___ SUPPLIED RECORDS ___

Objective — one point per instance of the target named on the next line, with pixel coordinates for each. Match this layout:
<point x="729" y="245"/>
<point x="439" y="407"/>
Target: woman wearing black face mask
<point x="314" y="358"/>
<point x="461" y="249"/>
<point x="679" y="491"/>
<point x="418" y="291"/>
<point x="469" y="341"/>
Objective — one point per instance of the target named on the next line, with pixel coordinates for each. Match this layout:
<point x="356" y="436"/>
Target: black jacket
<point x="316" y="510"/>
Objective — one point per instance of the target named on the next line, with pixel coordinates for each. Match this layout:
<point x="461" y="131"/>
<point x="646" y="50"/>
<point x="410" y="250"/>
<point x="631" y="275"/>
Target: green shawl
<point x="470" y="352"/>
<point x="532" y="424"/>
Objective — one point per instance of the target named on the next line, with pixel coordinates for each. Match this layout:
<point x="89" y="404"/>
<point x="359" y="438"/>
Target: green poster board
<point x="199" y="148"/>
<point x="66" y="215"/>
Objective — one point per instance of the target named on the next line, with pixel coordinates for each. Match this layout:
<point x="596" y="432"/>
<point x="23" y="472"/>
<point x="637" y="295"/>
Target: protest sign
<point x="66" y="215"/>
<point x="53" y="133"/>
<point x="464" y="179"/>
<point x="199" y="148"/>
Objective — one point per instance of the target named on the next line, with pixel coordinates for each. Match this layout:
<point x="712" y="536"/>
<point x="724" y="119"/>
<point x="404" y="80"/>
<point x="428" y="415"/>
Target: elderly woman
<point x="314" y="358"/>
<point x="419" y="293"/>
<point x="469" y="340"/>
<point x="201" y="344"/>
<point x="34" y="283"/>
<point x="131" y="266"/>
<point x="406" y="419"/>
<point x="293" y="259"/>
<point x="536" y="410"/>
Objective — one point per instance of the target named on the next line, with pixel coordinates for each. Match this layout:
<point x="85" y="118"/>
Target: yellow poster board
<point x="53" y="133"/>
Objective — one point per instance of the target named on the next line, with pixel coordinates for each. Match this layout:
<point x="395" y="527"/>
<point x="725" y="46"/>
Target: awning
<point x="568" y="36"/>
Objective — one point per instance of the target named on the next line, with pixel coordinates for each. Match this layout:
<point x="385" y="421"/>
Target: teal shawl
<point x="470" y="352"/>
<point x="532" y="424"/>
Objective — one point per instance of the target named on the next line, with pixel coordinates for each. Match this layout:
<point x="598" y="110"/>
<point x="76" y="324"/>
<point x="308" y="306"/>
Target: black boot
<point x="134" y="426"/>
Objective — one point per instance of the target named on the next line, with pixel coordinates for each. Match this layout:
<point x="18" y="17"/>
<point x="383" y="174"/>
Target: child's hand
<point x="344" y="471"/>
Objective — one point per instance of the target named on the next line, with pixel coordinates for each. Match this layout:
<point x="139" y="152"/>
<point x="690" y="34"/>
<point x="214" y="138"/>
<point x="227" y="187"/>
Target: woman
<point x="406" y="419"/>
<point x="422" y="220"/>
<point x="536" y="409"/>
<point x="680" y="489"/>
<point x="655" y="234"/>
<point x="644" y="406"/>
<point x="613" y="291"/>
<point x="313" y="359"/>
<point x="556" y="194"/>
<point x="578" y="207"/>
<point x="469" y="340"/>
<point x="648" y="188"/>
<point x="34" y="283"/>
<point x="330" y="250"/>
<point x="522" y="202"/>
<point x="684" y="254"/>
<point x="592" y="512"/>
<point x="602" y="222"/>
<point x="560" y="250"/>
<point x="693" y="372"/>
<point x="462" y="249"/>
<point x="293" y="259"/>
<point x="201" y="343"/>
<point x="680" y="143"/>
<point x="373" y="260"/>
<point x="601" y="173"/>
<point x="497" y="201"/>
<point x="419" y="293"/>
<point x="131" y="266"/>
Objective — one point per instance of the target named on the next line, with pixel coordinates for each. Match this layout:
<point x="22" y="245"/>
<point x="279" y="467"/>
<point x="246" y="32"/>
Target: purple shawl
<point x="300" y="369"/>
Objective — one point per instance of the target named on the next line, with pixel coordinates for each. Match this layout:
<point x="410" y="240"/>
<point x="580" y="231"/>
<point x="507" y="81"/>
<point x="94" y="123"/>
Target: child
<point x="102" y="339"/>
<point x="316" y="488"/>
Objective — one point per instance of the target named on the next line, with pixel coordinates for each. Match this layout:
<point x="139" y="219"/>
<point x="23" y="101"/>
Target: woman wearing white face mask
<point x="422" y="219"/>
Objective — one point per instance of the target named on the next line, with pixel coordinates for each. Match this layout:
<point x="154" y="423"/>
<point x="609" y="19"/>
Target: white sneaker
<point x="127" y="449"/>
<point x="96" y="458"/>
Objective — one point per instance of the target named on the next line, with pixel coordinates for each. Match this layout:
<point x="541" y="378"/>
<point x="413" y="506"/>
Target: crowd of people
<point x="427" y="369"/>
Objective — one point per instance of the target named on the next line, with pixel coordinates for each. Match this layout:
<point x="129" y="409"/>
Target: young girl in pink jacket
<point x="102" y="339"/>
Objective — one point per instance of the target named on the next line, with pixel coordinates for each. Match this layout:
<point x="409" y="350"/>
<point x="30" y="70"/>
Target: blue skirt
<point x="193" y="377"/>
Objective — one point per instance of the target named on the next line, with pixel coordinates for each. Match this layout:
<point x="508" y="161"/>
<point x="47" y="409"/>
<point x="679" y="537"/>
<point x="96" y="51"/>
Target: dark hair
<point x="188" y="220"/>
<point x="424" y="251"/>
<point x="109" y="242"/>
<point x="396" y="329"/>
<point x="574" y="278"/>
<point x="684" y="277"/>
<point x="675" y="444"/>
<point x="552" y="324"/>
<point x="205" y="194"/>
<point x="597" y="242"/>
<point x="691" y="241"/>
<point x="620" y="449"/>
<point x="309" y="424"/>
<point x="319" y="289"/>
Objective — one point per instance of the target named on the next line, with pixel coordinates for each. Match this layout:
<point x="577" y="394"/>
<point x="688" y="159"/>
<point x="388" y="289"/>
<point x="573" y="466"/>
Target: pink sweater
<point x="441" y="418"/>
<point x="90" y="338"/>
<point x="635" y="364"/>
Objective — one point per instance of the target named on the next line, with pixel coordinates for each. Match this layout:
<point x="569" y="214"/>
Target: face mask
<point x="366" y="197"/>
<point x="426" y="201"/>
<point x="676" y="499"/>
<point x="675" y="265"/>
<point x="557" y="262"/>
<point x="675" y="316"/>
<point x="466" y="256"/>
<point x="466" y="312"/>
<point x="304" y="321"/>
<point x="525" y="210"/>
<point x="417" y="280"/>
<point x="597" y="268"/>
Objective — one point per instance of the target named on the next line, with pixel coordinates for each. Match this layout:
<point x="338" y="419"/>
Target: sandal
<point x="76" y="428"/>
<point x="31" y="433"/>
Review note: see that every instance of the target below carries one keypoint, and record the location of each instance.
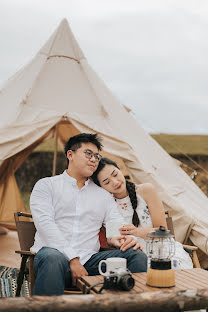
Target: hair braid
(133, 198)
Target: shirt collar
(73, 180)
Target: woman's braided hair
(131, 189)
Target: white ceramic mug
(112, 265)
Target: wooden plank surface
(185, 279)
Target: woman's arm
(148, 192)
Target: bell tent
(58, 92)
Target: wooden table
(185, 280)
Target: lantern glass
(162, 248)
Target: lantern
(160, 249)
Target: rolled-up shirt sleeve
(41, 205)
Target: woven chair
(26, 233)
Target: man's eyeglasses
(89, 154)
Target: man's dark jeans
(52, 271)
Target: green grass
(172, 143)
(187, 144)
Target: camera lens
(127, 282)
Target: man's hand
(77, 270)
(130, 242)
(124, 242)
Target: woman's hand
(129, 229)
(124, 243)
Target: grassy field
(172, 143)
(183, 144)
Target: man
(68, 212)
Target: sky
(152, 54)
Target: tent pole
(55, 149)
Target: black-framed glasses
(89, 154)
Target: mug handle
(99, 267)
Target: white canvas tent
(59, 90)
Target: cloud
(151, 54)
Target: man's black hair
(76, 141)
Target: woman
(140, 206)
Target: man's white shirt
(68, 218)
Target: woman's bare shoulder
(145, 187)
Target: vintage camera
(121, 279)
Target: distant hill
(174, 144)
(187, 144)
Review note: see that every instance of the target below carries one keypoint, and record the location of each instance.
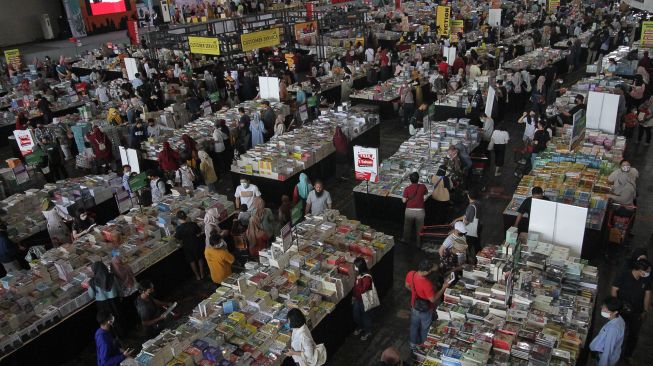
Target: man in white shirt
(369, 54)
(245, 194)
(318, 200)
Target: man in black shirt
(189, 234)
(525, 207)
(634, 289)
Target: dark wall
(20, 20)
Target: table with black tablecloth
(273, 189)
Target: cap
(460, 227)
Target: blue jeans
(362, 318)
(420, 322)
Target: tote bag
(370, 297)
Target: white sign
(366, 163)
(25, 141)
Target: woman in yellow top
(218, 258)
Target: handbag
(421, 305)
(472, 227)
(440, 192)
(370, 297)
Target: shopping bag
(370, 298)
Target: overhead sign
(25, 141)
(366, 163)
(646, 39)
(306, 33)
(443, 20)
(204, 45)
(260, 39)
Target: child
(630, 122)
(185, 176)
(243, 215)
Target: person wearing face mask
(218, 257)
(245, 193)
(634, 289)
(107, 347)
(82, 224)
(610, 339)
(318, 200)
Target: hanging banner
(646, 39)
(366, 163)
(443, 20)
(204, 45)
(457, 26)
(13, 57)
(132, 30)
(260, 39)
(75, 18)
(25, 141)
(306, 33)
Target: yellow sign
(260, 39)
(457, 26)
(204, 45)
(646, 39)
(13, 57)
(443, 20)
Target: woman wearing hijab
(168, 159)
(104, 288)
(218, 257)
(302, 189)
(101, 145)
(342, 153)
(257, 129)
(56, 223)
(208, 171)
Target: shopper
(363, 283)
(218, 257)
(525, 207)
(540, 140)
(341, 144)
(209, 177)
(189, 234)
(414, 196)
(56, 220)
(318, 200)
(422, 300)
(9, 251)
(634, 289)
(304, 350)
(168, 160)
(105, 290)
(246, 192)
(609, 341)
(107, 347)
(498, 142)
(150, 310)
(82, 223)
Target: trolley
(620, 222)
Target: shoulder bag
(370, 297)
(421, 305)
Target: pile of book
(543, 320)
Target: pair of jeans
(420, 322)
(413, 218)
(362, 318)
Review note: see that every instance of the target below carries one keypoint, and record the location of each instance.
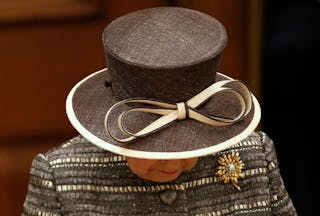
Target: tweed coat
(78, 178)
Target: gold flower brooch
(230, 169)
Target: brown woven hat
(161, 96)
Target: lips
(169, 172)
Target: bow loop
(170, 112)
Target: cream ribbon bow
(171, 112)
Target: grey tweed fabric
(78, 178)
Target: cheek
(190, 163)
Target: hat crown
(166, 53)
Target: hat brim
(89, 101)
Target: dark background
(290, 93)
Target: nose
(171, 165)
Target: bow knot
(171, 112)
(182, 110)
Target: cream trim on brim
(157, 155)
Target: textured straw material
(165, 54)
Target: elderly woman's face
(160, 170)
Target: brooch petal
(230, 169)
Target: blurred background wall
(47, 46)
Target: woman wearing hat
(161, 131)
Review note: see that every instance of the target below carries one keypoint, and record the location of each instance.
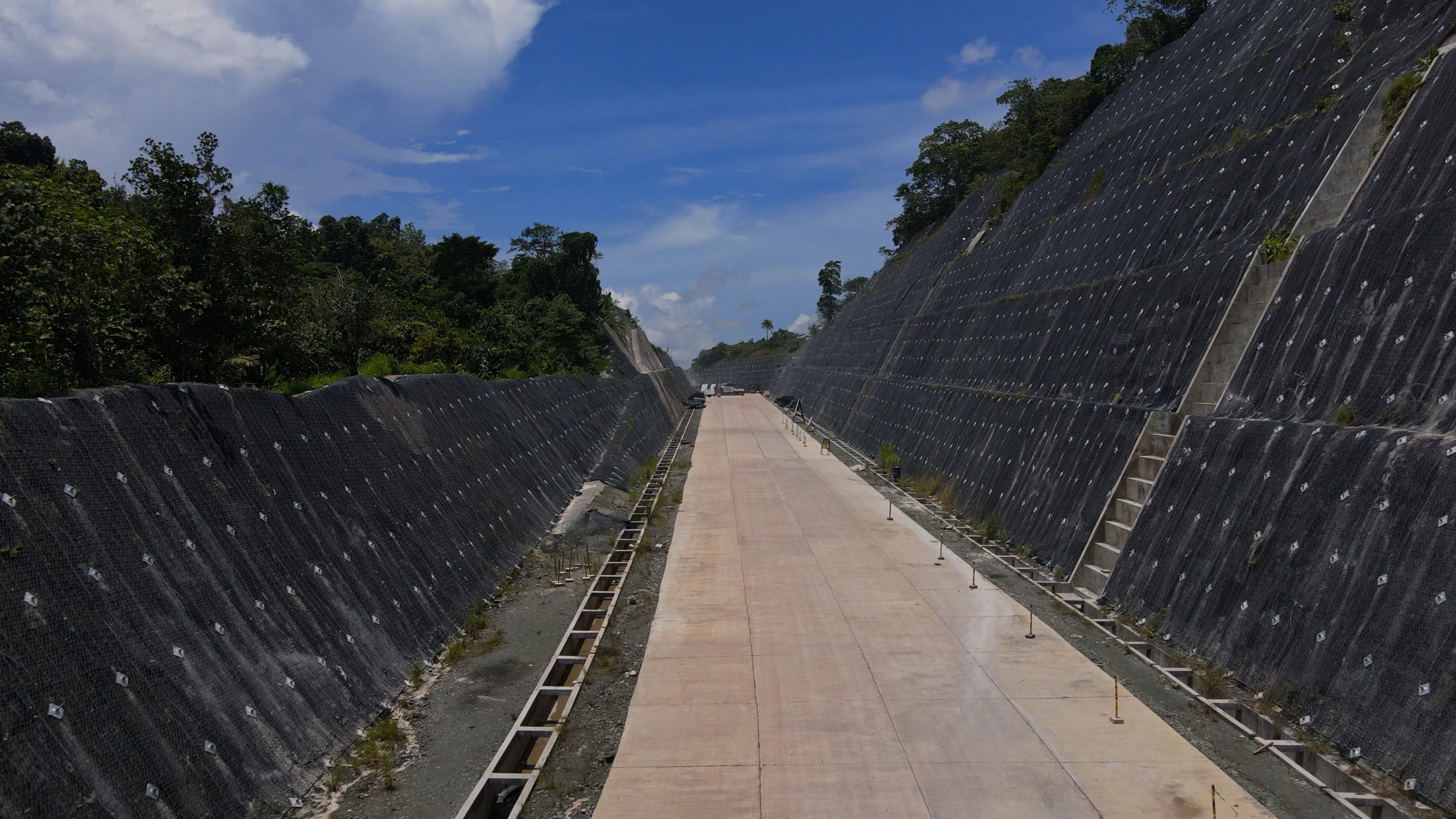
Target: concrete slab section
(695, 681)
(682, 793)
(698, 639)
(809, 651)
(966, 730)
(1001, 791)
(931, 677)
(842, 792)
(828, 734)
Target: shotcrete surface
(810, 657)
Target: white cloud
(695, 225)
(945, 94)
(436, 50)
(951, 94)
(976, 53)
(100, 76)
(181, 37)
(763, 266)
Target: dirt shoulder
(450, 726)
(577, 770)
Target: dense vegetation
(960, 156)
(778, 343)
(169, 278)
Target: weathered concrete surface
(810, 657)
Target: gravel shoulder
(577, 770)
(1264, 777)
(453, 723)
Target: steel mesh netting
(1314, 563)
(760, 372)
(1365, 321)
(1242, 69)
(237, 579)
(646, 420)
(1040, 467)
(1111, 295)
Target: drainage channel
(1315, 768)
(511, 774)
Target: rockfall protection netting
(747, 372)
(210, 589)
(1314, 559)
(994, 361)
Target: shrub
(1095, 185)
(1397, 98)
(1346, 414)
(888, 458)
(1277, 245)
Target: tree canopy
(168, 276)
(961, 156)
(779, 343)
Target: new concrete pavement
(810, 657)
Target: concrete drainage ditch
(507, 781)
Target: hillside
(1216, 391)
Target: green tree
(466, 266)
(953, 161)
(341, 318)
(86, 295)
(19, 146)
(829, 291)
(961, 156)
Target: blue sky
(721, 152)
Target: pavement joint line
(518, 763)
(1293, 752)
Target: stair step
(1149, 465)
(1106, 554)
(1116, 532)
(1126, 511)
(1138, 489)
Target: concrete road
(810, 657)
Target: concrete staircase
(1126, 504)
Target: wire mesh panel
(1301, 535)
(210, 588)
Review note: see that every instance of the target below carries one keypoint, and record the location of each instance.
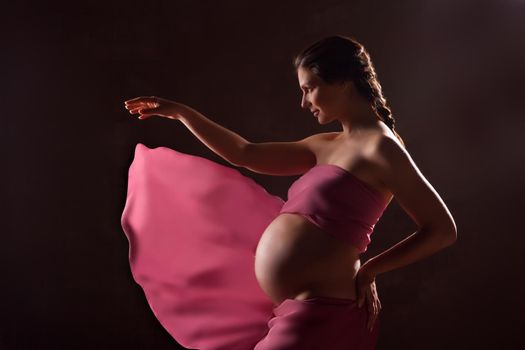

___

→ TASK DESCRIPTION: Write out exactly the lines from the line containing "Target: pavement joint line" through the last line of the listing above, please, and leave out any pictures.

→ YOUR SOLUTION:
Target: pavement joint line
(518, 763)
(1293, 752)
Target: stair step
(1149, 465)
(1106, 554)
(1116, 532)
(1126, 511)
(1138, 489)
Target: concrete road
(810, 657)
Target: concrete staircase
(1126, 504)
Target: wire mesh panel
(1301, 535)
(210, 588)
Review note: see that every instance of the target below carries one keypoint, and record the location of each instance.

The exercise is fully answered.